> _ラベル付き物体の位置指定項目_:
§ §

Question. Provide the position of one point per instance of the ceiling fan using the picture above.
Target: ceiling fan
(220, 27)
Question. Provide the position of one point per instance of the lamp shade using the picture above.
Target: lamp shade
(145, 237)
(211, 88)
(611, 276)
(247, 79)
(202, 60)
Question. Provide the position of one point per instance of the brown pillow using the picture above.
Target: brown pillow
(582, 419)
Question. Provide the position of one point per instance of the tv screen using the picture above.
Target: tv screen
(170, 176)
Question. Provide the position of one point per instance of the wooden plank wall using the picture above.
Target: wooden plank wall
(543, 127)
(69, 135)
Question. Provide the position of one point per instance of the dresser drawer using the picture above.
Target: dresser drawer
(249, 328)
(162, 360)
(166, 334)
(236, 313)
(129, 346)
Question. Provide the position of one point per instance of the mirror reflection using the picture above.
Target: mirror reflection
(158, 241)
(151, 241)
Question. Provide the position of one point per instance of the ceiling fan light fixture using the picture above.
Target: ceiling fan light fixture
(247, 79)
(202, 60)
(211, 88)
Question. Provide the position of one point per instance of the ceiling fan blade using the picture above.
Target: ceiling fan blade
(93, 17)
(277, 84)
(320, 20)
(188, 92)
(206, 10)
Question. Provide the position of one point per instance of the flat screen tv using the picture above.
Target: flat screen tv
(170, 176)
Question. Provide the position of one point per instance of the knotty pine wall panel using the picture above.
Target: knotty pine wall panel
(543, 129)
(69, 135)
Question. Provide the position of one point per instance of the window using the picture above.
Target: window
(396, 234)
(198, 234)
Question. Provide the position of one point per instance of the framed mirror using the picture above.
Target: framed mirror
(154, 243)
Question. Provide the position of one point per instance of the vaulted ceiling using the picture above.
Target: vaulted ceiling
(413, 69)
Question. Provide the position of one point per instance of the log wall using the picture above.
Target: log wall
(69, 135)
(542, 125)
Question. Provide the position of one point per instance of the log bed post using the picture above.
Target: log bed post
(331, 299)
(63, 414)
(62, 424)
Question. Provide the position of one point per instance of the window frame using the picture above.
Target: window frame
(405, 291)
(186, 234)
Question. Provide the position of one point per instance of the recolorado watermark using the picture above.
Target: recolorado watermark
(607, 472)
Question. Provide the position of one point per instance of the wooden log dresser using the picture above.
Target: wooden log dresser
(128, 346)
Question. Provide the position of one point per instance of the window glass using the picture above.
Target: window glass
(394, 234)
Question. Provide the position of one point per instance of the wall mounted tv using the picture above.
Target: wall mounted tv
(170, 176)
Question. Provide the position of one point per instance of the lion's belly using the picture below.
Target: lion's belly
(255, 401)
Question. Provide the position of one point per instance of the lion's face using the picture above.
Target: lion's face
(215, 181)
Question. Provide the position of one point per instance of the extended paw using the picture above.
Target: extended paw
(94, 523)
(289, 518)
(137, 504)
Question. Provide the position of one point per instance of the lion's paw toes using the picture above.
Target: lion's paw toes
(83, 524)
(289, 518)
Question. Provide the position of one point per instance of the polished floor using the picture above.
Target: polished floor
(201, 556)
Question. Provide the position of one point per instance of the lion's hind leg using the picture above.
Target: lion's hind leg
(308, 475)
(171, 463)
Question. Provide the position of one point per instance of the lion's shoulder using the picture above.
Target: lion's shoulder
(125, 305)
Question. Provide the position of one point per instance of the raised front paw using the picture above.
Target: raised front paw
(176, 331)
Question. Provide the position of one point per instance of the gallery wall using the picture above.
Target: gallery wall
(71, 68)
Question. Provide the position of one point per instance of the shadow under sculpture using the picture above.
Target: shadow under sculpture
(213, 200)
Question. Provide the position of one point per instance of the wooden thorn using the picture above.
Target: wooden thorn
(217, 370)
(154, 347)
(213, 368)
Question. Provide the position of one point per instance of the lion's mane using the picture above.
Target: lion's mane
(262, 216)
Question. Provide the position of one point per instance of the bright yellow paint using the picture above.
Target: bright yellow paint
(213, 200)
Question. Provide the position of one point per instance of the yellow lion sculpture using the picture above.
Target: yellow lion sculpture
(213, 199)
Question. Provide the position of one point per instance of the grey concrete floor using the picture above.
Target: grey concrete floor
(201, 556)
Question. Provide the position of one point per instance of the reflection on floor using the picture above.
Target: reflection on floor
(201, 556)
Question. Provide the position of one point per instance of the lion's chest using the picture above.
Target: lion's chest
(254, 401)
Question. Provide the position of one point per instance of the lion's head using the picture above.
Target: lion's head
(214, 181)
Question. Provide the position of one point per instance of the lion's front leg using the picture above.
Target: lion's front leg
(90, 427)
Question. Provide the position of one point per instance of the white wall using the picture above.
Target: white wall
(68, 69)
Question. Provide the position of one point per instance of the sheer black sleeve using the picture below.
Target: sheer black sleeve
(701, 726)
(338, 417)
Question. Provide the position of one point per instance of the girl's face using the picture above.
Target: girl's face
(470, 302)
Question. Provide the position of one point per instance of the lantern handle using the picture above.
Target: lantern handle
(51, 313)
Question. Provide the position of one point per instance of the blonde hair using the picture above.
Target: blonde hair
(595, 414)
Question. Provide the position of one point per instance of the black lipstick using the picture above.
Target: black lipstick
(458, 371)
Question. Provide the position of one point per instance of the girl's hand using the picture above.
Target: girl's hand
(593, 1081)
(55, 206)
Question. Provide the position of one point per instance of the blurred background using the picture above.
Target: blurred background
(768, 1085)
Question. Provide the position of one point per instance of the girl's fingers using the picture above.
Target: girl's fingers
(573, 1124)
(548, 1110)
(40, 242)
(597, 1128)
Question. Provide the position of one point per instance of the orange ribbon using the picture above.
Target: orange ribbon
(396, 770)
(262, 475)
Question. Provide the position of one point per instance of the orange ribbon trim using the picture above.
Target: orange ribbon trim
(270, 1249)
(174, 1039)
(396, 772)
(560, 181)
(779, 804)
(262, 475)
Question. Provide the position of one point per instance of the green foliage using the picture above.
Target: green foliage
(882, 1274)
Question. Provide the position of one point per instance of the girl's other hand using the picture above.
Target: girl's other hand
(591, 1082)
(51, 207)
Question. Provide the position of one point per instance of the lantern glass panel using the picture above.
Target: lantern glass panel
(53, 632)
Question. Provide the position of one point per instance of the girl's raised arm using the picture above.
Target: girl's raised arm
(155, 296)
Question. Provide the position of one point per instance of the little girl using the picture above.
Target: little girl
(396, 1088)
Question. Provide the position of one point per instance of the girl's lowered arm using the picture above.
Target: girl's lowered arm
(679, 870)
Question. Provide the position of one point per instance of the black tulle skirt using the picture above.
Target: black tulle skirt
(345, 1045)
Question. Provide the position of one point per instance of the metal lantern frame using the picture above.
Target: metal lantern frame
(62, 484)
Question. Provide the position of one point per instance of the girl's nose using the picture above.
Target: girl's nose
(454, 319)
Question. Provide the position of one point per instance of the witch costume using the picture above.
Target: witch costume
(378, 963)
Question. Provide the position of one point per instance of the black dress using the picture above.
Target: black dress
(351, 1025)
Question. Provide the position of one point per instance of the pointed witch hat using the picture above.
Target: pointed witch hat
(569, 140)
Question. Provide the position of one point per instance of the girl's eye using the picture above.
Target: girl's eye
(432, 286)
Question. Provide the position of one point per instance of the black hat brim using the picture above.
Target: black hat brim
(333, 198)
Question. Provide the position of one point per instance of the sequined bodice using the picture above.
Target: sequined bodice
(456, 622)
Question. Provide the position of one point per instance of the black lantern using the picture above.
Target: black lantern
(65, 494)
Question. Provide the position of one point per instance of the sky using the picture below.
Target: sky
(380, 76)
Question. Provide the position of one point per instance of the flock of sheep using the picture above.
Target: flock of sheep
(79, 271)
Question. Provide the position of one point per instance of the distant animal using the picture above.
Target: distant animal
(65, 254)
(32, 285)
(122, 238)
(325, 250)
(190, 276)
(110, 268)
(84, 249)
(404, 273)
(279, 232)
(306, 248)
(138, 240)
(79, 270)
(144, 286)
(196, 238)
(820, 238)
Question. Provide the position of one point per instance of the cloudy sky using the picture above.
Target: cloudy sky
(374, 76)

§ §

> _設問内容_:
「lipstick using the picture above.」を含む行から「(597, 1128)」を含む行までを、「girl's」を「woman's」に変えて書き直してください。それ以外の部分はそのままにしてください。

> _以下の解答_:
Question. Provide the position of one point per instance of the black lipstick using the picture above.
Target: black lipstick
(458, 371)
Question. Provide the position of one point per instance of the woman's hand using the picture above.
Target: woman's hand
(593, 1081)
(55, 206)
Question. Provide the position of one point per instance of the blurred background using the picture above.
Target: blurred background
(768, 1085)
Question. Provide the position of one point per instance of the woman's fingers using the picture above.
Target: woman's fingers
(573, 1124)
(548, 1110)
(40, 242)
(597, 1128)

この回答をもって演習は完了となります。